┌──

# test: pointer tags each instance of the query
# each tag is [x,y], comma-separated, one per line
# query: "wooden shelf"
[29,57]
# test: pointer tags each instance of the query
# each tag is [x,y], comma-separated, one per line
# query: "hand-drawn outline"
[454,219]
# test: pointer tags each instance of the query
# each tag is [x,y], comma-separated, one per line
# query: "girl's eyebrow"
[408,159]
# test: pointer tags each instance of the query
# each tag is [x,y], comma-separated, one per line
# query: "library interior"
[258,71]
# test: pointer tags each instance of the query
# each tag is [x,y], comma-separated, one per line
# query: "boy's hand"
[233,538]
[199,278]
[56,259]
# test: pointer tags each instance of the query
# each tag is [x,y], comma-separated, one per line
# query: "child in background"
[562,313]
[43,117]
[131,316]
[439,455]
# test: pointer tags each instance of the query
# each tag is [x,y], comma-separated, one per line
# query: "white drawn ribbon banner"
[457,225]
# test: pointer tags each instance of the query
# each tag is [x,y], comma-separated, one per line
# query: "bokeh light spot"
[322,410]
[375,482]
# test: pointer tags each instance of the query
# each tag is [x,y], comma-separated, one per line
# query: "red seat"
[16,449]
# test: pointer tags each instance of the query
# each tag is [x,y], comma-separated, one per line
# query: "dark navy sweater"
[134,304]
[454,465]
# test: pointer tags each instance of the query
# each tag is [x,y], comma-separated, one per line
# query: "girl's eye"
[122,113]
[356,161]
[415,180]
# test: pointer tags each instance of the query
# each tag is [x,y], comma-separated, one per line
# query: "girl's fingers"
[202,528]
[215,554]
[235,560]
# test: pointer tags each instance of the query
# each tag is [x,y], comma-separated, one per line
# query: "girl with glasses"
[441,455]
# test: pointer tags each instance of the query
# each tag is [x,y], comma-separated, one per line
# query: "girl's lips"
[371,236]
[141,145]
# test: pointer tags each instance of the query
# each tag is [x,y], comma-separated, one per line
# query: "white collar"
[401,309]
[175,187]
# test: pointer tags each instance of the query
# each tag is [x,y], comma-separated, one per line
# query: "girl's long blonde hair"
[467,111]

└──
┌──

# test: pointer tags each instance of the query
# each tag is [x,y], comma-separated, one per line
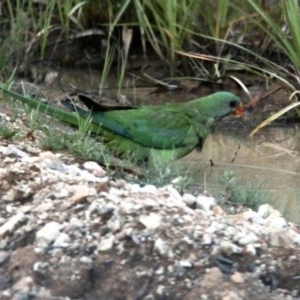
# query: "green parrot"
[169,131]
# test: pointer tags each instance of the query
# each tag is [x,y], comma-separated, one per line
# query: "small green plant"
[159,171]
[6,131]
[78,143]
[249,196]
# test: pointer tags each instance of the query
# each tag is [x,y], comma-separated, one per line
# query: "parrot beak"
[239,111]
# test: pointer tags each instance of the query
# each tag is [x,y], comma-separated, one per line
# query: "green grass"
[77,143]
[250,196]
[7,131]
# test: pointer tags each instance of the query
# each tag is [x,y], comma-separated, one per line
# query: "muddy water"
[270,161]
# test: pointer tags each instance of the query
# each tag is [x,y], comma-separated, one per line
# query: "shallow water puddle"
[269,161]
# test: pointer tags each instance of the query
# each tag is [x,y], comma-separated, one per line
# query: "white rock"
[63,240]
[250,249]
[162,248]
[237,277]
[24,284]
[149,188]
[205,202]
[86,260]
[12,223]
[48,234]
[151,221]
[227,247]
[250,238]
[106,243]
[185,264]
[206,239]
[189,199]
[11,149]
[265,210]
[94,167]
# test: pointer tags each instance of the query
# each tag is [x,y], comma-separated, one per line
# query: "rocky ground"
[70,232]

└──

WHAT IS ASKED: Show each line of the rows above that contains the string "hand", copying every such line in full.

ANSWER TO THE TASK:
# query: "hand-drawn outline"
# query: "boy's hand"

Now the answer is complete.